Task to complete: Copy word for word the passage in the forum thread below about building a long from four bytes, from "(I have made" up to and including "byte2 << CHAR_BIT;)".

------ Text to read

I received byte by byte
0x8E byte1
0x3D byte2
0x64 byte3
0x5F byte4
How can I construct to be LONG 0x645F8E3D (shift left >> 16)
Thanks.
14  2980 
Magix wrote: I received byte by byte
0x8E byte1
0x3D byte2
0x64 byte3
0x5F byte4
How can I construct to be LONG 0x645F8E3D (shift left >> 16)
Determine where each by should go and then shift it there and then
bitwise or it with a long.
long result = 0;
unsigned char byte2 = 0x3D;
result |= byte2 << 8;
You can figure out the rest from there I guess.
(I have made the assumption that an unsigned char is 8 bits in the above
and that long is at least twice as large an unsigned char. Not
unreasonable, but not guaranteed. To get around the bytes are not 8 bits
problem you can use CHAR_BIT instead of 8, result |= byte2 << CHAR_BIT;)

------------
------ Data block

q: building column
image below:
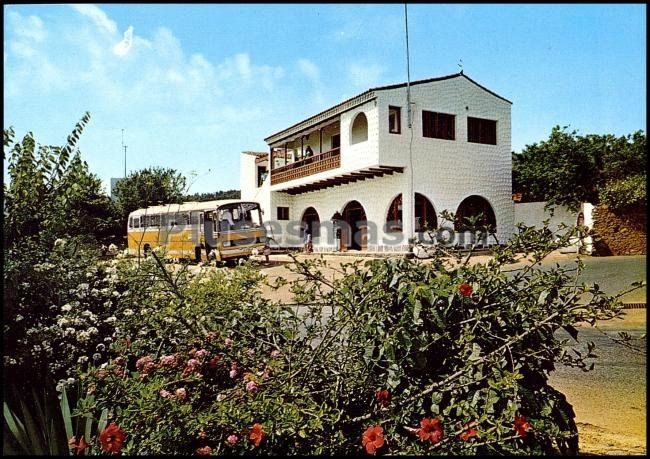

------------

Solution to the problem:
(I have made the assumption that an unsigned char is 8 bits in the above
and that long is at least twice as large an unsigned char. Not
unreasonable, but not guaranteed. To get around the bytes are not 8 bits
problem you can use CHAR_BIT instead of 8, result |= byte2 << CHAR_BIT;)